> Document extract
-=-=-=-=-

How did Robert Walpole stay in power for so long?

by tigerflame45117

Hello! I’ve heard some about Robert Walpole and his role in the South Seas Bubble along with him being the “first PM of Britain” and I’m wondering how he was not only able to become so powerful but to stay in power for about two decades.

ImAaronBurrSir

This is a great question! In a nutshell, Robert Walpole managed to gain power and retain it for so long because he was an innovative politician, willing to transform British political norms in order to stay in charge. But in my view, he was never quite as secure in his power as historians have traditionally argued.

First, let's talk about how Robert Walpole gained power in the first place: he was strategic, but he also got really, really lucky. Following the Hanoverian Succession in 1714, the Whig Party (of which Walpole was a member) began to fracture in two, an event that is known as the Whig Schism (c. 1716-1720). On one side of this schism were the Whig ministers James Stanhope and the Earl of Sunderland, who were supported by George I: they wanted to use Britain's military as a tool to expand British commerce to new European and imperial markets, and they therefore involved Britain in the Great Northern War (against Sweden) and the War of Quadruple Alliance (against Spain.) On the other side of the schism were Charles Townshend and our buddy Robert Walpole, who thought that this militant foreign policy was a waste of British "blood and treasure," and that a commercial nation's best policy was to always maintain the peace. For a period of time, Walpole was actually kicked out of the Whig Ministry for his foreign policy positions. In 1720, the two sides of the party reconciled and Walpole was allowed back into the Ministry, but relations remained uneasy between the two sides.

-=-=-=-=-

> What you will do
1. Set down the passage on Robert Walpole from "How did Robert" up to and including "have traditionally argued.".
2. Select each line of the listing that contains the word "tree".
The passage on Robert Walpole and the listing that comes after it are unrelated material.

-=-=-=-=-

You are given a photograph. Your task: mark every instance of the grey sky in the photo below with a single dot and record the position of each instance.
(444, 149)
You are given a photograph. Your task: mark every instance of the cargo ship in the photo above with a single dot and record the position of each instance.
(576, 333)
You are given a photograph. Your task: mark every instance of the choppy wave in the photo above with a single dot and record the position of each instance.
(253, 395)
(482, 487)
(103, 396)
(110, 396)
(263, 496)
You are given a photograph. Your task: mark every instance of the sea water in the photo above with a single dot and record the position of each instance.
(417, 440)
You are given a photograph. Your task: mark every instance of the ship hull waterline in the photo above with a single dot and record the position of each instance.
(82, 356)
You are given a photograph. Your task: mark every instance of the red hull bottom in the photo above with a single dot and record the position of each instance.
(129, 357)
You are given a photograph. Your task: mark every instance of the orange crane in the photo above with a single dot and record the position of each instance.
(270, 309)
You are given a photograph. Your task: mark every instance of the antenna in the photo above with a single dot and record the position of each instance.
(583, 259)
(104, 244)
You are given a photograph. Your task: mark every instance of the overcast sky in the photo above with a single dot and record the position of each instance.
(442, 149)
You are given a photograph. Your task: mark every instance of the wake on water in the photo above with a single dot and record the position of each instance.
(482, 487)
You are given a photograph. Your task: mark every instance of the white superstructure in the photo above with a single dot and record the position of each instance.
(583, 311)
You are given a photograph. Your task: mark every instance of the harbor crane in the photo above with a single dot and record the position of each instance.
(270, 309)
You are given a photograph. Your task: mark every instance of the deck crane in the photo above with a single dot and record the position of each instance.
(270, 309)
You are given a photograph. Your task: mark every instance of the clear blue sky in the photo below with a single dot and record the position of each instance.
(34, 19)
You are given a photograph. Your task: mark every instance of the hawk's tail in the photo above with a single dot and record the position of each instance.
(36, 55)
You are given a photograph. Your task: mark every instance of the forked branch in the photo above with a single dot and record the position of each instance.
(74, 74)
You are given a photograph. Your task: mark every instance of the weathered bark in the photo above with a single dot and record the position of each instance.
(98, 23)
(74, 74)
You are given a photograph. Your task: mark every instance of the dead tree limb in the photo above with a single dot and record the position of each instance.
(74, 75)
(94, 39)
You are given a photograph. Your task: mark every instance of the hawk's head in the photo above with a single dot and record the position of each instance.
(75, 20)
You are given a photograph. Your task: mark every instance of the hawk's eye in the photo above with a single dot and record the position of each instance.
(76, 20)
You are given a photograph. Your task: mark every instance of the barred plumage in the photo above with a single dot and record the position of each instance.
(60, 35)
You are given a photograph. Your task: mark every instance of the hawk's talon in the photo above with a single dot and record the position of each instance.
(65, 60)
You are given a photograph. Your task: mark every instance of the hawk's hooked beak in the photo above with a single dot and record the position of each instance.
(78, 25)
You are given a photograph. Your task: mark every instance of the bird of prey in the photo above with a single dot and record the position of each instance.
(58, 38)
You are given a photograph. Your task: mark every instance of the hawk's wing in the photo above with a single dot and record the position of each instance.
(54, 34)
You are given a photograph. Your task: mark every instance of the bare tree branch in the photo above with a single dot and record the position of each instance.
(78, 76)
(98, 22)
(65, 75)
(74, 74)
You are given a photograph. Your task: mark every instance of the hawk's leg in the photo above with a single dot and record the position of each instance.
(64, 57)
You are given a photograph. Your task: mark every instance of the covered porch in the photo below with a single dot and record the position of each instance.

-=-=-=-=-

> The responses
1.
How did Robert Walpole stay in power for so long?

by tigerflame45117

Hello! I’ve heard some about Robert Walpole and his role in the South Seas Bubble along with him being the “first PM of Britain” and I’m wondering how he was not only able to become so powerful but to stay in power for about two decades.

ImAaronBurrSir

This is a great question! In a nutshell, Robert Walpole managed to gain power and retain it for so long because he was an innovative politician, willing to transform British political norms in order to stay in charge. But in my view, he was never quite as secure in his power as historians have traditionally argued.

2.
You are given a photograph. Your task: mark every instance of the dead tree limb in the photo above with a single dot and record the position of each instance.
You are given a photograph. Your task: mark every instance of the bare tree branch in the photo above with a single dot and record the position of each instance.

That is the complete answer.